[Stored records]

■ ■ ■

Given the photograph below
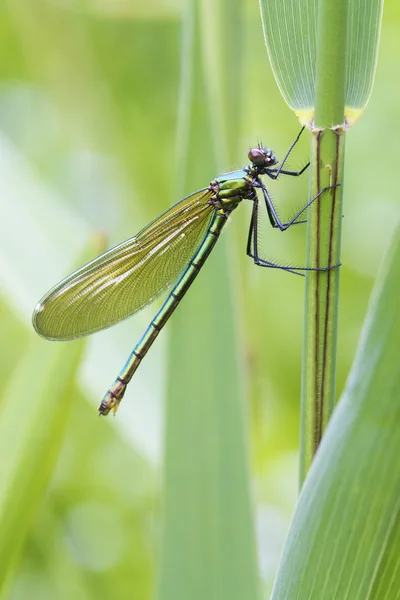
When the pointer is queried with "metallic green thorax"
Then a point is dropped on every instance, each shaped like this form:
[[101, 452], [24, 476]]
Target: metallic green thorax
[[232, 188]]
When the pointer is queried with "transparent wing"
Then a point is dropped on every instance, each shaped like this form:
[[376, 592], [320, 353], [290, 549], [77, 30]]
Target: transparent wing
[[125, 279]]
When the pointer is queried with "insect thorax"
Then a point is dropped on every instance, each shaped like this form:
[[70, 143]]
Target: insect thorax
[[231, 188]]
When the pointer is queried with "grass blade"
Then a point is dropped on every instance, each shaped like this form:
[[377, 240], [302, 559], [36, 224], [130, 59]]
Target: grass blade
[[35, 413], [290, 31], [208, 546], [344, 541]]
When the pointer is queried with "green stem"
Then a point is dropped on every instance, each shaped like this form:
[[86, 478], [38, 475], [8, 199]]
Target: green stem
[[324, 231]]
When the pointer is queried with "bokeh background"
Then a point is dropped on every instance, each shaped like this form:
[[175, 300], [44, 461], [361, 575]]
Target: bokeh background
[[89, 98]]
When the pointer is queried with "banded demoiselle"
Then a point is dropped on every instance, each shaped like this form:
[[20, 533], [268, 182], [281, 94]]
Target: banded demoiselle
[[172, 248]]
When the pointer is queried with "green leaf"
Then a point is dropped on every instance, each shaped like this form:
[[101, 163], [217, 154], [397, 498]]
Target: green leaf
[[290, 30], [208, 546], [344, 542], [34, 417]]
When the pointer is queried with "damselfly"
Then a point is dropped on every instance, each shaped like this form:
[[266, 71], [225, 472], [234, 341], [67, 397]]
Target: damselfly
[[172, 248]]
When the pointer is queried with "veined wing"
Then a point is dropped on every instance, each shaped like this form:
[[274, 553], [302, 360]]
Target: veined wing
[[125, 279]]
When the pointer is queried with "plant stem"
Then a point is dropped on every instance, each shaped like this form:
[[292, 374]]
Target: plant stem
[[324, 231]]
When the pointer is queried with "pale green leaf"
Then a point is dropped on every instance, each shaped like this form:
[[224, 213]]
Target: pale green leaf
[[34, 416], [290, 30], [344, 543], [208, 546]]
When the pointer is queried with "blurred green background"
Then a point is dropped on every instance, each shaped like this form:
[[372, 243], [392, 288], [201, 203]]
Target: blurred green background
[[89, 100]]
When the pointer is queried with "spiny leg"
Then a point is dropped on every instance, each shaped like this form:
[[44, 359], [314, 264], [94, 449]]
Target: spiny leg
[[253, 236], [276, 222], [274, 173], [253, 233]]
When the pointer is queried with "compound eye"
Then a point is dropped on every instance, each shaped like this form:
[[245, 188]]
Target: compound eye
[[257, 157]]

■ ■ ■

→ **Task details**
Give the data above again, exactly, with every picture removed.

→ **Expected answer**
Given the photograph below
When the pointer is queried with "metallic green thorax"
Then a point is dropped on every instance, each shaped like this form:
[[101, 452], [24, 476]]
Target: metallic green thorax
[[232, 188]]
When the pointer is queried with "transparent wing"
Then a point is dropped on every instance, each shaped like this form:
[[376, 592], [320, 353], [290, 549], [77, 30]]
Target: transparent wing
[[125, 279]]
When the pointer is queried with "insect thorax"
Then a point is dropped on every instance, each shaped like this form:
[[70, 143]]
Target: insect thorax
[[231, 188]]
When the pointer is queried with "grass blade"
Then a point is dropped on every instance, each shaped like this form:
[[377, 240], [302, 559], [36, 224], [130, 59]]
Target: grass blade
[[35, 413], [290, 31], [208, 546], [344, 541]]
When the pointer is queried with "green stem"
Then a point is dropped on every instance, each shaped like this form:
[[86, 478], [38, 475], [8, 199]]
Target: green stem
[[324, 231]]
When the pointer is queried with "bokeh background"
Then a point is dropped on every instance, each shaped like this form:
[[175, 300], [44, 461], [361, 575]]
Target: bokeh background
[[89, 98]]
When the pointer is queried with "banded demoiselle"
Then a point is dropped on every instance, each shaped like this form:
[[20, 533], [268, 182], [281, 94]]
Target: banded demoiselle
[[172, 248]]
When the pointer is queried with "green leaf"
Then a point is dropped on every instance, each shaped like this form:
[[101, 163], [217, 154], [397, 498]]
Target: green leaf
[[290, 30], [208, 546], [344, 542], [34, 417]]
When the pointer is queried with "damselfly"
Then a point is dropped on every instance, each shaped like this form:
[[266, 71], [225, 472], [234, 341], [67, 397]]
Target: damselfly
[[172, 248]]
When the pointer is queried with "veined wing"
Then a point is dropped on every instance, each shaped like this form:
[[274, 553], [302, 360]]
Target: veined wing
[[125, 279]]
When the pointer is queried with "plant stem"
Then a point is dropped on every instance, each shaped like this form:
[[292, 374]]
Target: plant stem
[[324, 231]]
When the pointer is queried with "pale green leaf"
Then a point is dropped on every instance, each shaped like this form:
[[224, 213]]
Target: pale green leaf
[[34, 416], [290, 30], [344, 543], [208, 546]]
When the pointer is queried with "blurred green background"
Then a point is dropped on every instance, each shaped like this form:
[[372, 243], [392, 288], [201, 203]]
Target: blurred green background
[[89, 100]]
When the pointer is queried with "spiny leg"
Then a point is dropped on every instance, each shaped like this form:
[[44, 359], [314, 264], [94, 449]]
Target: spiny leg
[[253, 236], [276, 222], [274, 173], [253, 233]]
When the pointer is queried with "compound eye"
Then a point is dropped on every instance, each shaped like this form:
[[245, 188]]
Target: compound eye
[[257, 157]]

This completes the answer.